ABOUT THIS EXERCISE
Beginning with the first line, please repeat the entries exactly and end on the line that contains "# mark the region of every instance of the door".

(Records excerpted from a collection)
++++++++

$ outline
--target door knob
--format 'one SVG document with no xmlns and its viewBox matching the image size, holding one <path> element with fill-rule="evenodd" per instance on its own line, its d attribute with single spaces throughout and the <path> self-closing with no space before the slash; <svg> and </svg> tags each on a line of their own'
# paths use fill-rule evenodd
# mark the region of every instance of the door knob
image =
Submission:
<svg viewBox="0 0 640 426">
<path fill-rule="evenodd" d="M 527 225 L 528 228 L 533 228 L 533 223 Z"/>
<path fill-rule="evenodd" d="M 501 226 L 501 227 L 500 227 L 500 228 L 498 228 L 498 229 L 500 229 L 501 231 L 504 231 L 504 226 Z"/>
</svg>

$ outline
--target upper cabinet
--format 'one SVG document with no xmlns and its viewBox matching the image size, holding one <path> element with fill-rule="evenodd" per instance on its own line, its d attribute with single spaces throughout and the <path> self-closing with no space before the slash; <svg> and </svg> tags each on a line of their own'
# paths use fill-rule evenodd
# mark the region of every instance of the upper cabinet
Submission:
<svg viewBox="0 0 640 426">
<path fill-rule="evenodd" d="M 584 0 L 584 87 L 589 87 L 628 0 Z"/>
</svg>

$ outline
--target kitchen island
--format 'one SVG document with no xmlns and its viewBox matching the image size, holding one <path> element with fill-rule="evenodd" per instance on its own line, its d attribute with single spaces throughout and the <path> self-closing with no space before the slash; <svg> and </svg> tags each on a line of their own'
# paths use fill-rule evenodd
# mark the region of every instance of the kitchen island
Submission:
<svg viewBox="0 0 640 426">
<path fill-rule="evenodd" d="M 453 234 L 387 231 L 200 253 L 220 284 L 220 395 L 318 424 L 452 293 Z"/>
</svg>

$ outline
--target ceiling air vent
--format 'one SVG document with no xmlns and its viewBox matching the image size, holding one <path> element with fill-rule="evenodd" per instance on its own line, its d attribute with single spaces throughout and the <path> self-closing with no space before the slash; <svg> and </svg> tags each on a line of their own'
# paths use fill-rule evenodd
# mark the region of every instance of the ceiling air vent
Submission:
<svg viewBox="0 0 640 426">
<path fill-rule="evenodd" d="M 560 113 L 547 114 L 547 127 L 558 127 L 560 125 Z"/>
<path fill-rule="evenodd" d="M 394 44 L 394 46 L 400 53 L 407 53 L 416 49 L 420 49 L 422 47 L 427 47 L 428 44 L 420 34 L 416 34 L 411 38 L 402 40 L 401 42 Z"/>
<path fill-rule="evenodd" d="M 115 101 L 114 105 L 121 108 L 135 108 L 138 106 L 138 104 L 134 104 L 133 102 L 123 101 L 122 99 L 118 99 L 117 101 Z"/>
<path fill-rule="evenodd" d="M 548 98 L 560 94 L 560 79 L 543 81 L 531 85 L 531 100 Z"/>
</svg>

++++++++

YOUR RESPONSE
$ outline
--target door knob
--format 'one SVG document with no xmlns and its viewBox matching the image size, holding one <path> element with fill-rule="evenodd" per instance on its own line, its d attribute with single spaces throughout and the <path> self-closing with no space before the slash; <svg> and </svg> tags each on a line of their own'
# paths use fill-rule evenodd
# mark the region of every instance of the door knob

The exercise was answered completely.